READING TEXT START

Artificial adventures

45 points by jamii


typesanitizer

On the topic of pi being less buggier than other harnesses, it's because it's a smaller team working on it + the maintainers trying to maintain some kind of quality bar + reviewing code & thinking about what features should go in vs not, instead of just chucking the whole kitchen sink into the harness.

https://mariozechner.at/posts/2026-03-25-thoughts-on-slowing-the-fuck-down/

Sanity

If a bot writes the code for me I still need to do the work of building mental models and I'm no longer getting it for 'free' from writing code. I'd need a separate practice, something like review++, to keep on top of it. Just reading code doesn't work that well, in the same way that reviewing your highlighted notes is not actually prepping you for an exam.

This is a very good point (cf. https://lobste.rs/s/ac0akx/programming_as_theory_building_1985 ).

It also ties in with something I can't remember where I read about how you have easy wins when you first try to use an LLM in a project where your brain has a good theory of the system, and then if you let it loose for a while you start to get disconnected and turn into one of those non-coding project managers who can't specify things well and so the frustrations increase.

reivilibre

Typing prompts is annoying in an interface where basic text editing doesn't work (eg clicking to move the cursor)

In pi, press ctrl+G to open your prompt in $EDITOR. In theory you should be able to find one, even TUI, that supports click to move and matches your needs.

Otherwise, good blog post that I think I generally agree with.

READING TEXT END

[EXERCISE TASKS]
1 - Copy out the forum thread, everything from "45 points by" down to "into the harness.".
2 - According to the forum thread, what key combination in pi opens your prompt in $EDITOR?
3 - Carry on the forum thread about coding with AI tools, starting after its last comment.

RECORDED DATA START

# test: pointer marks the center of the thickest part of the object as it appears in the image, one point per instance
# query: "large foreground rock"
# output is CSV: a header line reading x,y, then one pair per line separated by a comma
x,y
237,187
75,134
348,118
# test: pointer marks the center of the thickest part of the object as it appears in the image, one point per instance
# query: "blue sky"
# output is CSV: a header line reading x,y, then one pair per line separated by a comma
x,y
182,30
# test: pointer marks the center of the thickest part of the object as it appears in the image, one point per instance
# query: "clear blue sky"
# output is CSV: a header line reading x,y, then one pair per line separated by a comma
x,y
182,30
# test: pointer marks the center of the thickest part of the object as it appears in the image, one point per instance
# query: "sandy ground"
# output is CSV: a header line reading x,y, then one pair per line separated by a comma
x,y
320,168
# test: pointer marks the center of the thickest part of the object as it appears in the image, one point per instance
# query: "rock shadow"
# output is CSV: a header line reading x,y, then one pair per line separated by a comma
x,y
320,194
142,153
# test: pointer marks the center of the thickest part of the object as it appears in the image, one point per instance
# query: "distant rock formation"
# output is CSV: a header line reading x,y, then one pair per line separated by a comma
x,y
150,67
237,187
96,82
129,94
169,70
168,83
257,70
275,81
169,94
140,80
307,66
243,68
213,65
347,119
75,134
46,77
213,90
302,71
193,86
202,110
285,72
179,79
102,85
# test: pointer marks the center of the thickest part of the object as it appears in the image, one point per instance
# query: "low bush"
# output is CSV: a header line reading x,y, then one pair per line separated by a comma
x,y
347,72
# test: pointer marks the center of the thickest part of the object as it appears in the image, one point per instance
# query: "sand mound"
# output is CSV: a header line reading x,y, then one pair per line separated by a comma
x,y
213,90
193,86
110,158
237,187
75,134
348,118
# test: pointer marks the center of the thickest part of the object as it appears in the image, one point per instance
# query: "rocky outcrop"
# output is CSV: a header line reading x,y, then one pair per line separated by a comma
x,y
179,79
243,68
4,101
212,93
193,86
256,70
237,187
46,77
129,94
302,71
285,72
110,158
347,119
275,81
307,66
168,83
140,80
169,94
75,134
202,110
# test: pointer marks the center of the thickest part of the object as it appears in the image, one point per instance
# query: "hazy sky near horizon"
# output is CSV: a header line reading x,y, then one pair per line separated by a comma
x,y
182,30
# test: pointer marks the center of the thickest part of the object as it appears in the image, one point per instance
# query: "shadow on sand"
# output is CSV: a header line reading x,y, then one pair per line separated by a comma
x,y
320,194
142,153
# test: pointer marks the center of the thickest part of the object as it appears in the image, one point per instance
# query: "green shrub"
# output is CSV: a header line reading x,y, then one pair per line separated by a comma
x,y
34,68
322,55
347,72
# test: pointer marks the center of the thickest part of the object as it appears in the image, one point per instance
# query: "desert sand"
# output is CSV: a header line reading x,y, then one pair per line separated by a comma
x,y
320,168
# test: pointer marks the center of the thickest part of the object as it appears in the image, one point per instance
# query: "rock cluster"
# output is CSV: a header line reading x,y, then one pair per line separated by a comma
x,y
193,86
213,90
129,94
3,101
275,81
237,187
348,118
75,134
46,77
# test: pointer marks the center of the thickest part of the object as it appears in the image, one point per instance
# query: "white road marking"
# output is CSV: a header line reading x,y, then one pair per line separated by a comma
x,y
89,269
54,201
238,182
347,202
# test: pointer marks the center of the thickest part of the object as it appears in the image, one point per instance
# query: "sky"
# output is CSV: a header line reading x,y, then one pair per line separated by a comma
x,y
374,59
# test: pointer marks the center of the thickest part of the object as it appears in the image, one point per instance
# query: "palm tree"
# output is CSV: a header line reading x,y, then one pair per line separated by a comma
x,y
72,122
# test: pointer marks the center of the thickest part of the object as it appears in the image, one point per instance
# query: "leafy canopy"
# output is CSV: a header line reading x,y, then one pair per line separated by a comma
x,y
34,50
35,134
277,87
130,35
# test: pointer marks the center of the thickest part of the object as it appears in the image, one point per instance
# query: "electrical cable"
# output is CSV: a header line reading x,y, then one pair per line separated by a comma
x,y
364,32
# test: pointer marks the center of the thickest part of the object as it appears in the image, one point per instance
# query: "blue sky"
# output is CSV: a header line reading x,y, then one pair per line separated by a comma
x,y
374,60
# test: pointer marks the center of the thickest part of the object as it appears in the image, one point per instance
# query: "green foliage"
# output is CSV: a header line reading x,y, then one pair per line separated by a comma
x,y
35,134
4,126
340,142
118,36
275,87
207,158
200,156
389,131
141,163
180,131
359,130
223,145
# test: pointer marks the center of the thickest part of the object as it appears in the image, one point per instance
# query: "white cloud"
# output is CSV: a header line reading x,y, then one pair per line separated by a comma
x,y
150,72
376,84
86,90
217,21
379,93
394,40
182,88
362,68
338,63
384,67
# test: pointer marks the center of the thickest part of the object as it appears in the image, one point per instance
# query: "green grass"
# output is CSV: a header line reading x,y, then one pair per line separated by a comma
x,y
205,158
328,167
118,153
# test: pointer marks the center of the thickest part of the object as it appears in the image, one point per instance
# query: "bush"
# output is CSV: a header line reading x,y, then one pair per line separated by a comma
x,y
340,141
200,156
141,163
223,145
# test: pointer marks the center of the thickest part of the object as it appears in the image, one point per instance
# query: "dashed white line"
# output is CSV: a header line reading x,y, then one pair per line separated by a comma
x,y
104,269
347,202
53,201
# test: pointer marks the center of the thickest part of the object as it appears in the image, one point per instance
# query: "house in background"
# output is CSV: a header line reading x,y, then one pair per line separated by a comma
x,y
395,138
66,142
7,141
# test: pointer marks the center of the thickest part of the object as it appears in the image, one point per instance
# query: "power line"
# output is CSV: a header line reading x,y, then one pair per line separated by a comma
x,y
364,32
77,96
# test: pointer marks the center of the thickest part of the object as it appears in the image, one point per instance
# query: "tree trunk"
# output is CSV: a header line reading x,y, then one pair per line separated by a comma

RECORDED DATA END

[ANSWERS TO THE TASKS]
1 -
45 points by jamii


typesanitizer

On the topic of pi being less buggier than other harnesses, it's because it's a smaller team working on it + the maintainers trying to maintain some kind of quality bar + reviewing code & thinking about what features should go in vs not, instead of just chucking the whole kitchen sink into the harness.

2 - Ctrl+G

3 -
duncan_bayne

I will shamelessly steal adopt "a fever dream with unit tests" in my own speech and writing from now on.

pushcx

This is really similar to my own experience. I'd add that I've also had a lot of success using claude code to debug linux desktop issues; after 25 years my dotfiles have layers of cruft that is tedious to debug through. Conveniently, I've used yadm to share dotfiles between machines without secrets, so sandboxing is trivial.

Having the LLM review code changes sounds like a practice worth adopting. On top of the value jamii describes, there's a red queen's race, someone is going to be running an LLM to check on your commit anyways, whether that's an open source repo or against prod. I've gotten 4 valid vulnerability reports in Lobsters in the last 2 weeks from people using LLM-based scanners (all fixed). I can only recall 2 others in the prior 9 years.

swannodette

It a bit strange to claim that "I haven't seen anything I would call a hallucination from the frontier models" when the post lists a number of things I would consider hallucinations.